-- Start of Extracted material --
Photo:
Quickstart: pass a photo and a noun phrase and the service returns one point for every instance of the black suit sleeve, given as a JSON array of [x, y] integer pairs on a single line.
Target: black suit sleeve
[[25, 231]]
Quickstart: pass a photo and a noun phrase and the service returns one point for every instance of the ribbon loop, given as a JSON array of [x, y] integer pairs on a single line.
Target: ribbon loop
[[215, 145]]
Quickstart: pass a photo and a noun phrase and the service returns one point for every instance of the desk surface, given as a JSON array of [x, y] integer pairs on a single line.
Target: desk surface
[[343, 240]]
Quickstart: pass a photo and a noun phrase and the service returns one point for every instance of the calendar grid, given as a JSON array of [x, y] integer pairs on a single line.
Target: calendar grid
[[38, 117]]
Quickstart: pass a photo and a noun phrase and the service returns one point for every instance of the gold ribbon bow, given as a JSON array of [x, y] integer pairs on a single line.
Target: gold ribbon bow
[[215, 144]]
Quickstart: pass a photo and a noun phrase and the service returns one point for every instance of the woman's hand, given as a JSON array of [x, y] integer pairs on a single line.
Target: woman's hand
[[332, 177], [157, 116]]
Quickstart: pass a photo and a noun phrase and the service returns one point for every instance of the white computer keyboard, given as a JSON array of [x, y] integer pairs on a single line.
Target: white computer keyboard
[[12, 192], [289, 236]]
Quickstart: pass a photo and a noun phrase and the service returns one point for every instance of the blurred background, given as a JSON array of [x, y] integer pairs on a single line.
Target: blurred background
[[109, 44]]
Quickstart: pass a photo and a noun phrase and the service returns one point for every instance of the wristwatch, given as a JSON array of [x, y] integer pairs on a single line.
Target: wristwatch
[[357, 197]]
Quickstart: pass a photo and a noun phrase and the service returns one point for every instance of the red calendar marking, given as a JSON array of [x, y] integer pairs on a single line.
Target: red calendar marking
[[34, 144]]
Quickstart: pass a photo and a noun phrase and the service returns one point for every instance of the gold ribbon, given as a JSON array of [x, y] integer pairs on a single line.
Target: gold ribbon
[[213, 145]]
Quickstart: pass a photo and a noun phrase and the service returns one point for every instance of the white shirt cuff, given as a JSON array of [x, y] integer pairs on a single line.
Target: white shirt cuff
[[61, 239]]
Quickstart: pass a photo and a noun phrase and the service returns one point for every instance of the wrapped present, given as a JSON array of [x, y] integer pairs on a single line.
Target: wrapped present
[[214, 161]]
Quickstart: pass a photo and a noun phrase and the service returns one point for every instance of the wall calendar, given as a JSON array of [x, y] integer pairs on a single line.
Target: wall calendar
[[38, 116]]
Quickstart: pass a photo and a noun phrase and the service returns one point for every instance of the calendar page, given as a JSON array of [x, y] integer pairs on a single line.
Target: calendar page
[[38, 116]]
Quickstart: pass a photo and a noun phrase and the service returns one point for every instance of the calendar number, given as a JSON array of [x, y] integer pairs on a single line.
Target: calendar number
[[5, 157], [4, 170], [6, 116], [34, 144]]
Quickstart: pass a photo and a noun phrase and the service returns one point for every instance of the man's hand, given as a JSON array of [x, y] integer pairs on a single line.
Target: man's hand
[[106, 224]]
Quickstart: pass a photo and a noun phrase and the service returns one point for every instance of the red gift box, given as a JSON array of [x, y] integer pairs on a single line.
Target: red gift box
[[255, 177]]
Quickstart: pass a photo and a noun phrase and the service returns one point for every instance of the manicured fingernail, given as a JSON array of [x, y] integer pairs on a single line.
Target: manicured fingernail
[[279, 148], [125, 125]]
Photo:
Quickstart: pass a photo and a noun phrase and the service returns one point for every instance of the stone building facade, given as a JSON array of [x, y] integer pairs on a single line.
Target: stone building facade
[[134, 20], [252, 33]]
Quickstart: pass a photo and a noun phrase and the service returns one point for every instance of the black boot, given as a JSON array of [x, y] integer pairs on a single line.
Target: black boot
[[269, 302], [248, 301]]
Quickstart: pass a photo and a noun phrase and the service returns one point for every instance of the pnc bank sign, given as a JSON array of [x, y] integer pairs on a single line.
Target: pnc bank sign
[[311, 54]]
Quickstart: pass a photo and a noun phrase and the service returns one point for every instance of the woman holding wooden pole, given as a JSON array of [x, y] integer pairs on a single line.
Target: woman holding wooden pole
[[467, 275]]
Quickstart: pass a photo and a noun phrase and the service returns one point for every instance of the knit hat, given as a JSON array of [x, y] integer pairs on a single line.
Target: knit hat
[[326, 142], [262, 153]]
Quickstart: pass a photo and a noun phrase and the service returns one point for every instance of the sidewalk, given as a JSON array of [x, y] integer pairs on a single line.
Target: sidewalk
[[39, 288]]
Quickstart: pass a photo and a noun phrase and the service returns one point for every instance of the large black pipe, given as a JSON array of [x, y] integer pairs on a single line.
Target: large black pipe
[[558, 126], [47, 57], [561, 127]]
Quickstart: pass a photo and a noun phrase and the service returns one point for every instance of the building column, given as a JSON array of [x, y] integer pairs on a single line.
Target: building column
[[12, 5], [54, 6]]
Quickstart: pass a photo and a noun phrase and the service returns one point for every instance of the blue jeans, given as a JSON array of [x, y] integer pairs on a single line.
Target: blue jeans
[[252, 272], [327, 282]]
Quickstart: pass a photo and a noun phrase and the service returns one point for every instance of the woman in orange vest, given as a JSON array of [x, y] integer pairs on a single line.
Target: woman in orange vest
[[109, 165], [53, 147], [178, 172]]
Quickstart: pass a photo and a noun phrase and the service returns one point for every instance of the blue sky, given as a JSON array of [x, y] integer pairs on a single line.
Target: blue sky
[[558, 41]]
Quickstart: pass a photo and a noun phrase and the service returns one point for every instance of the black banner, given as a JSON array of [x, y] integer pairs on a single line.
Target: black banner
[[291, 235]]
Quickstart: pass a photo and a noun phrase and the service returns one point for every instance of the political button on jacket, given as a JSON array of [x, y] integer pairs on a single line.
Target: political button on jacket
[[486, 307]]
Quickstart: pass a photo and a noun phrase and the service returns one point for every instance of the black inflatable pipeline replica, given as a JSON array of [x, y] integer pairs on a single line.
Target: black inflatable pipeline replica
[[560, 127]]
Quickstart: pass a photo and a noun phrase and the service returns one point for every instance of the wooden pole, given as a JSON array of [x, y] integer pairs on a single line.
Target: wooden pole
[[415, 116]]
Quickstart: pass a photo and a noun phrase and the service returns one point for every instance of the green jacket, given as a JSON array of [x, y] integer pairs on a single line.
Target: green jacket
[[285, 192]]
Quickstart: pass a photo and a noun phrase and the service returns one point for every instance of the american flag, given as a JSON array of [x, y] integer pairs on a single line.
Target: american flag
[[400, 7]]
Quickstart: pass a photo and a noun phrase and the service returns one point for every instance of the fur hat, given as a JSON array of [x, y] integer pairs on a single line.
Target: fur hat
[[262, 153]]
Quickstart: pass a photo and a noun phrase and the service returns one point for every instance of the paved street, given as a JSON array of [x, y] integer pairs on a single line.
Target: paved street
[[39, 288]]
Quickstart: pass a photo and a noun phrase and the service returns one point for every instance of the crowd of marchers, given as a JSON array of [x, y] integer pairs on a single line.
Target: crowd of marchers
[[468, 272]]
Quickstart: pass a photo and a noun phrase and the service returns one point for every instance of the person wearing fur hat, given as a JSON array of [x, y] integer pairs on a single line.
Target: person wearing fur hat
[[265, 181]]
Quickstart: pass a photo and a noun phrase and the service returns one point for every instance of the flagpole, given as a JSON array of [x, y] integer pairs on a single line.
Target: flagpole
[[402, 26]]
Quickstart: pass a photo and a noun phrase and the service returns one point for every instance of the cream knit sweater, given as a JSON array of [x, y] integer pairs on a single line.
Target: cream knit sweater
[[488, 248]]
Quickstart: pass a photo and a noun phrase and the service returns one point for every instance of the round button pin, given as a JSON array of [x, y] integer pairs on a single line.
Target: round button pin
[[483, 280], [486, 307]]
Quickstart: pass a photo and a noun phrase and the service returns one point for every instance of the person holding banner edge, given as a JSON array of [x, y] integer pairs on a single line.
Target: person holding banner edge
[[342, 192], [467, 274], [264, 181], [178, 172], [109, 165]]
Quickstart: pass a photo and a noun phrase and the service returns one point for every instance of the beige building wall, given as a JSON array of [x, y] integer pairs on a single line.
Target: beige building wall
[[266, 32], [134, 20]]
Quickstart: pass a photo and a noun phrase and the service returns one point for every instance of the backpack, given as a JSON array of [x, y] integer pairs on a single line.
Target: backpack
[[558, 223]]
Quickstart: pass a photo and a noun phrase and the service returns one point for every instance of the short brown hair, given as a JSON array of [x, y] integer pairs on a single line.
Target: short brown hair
-- End of Extracted material --
● Exercise details
What are the lines from the one with "of the beige" through the last line of the records above? Quote them exactly and add nothing.

● Task solution
Quickstart: pass a photo and a noun phrase and the service returns one point for every instance of the beige building wall, given as a JSON array of [x, y] integer pairs on a single line.
Target: beige building wall
[[266, 32], [134, 20]]
Quickstart: pass a photo and a noun phrase and the service returns one point for every instance of the backpack, given as a JSON array of [x, y] integer pairs on a single line.
Target: backpack
[[558, 223]]
Quickstart: pass a photo and a noun phrase and the service returns one point for every instance of the short brown hair, given as a JSON array of [x, y] integer pairs on a single line.
Target: short brown hair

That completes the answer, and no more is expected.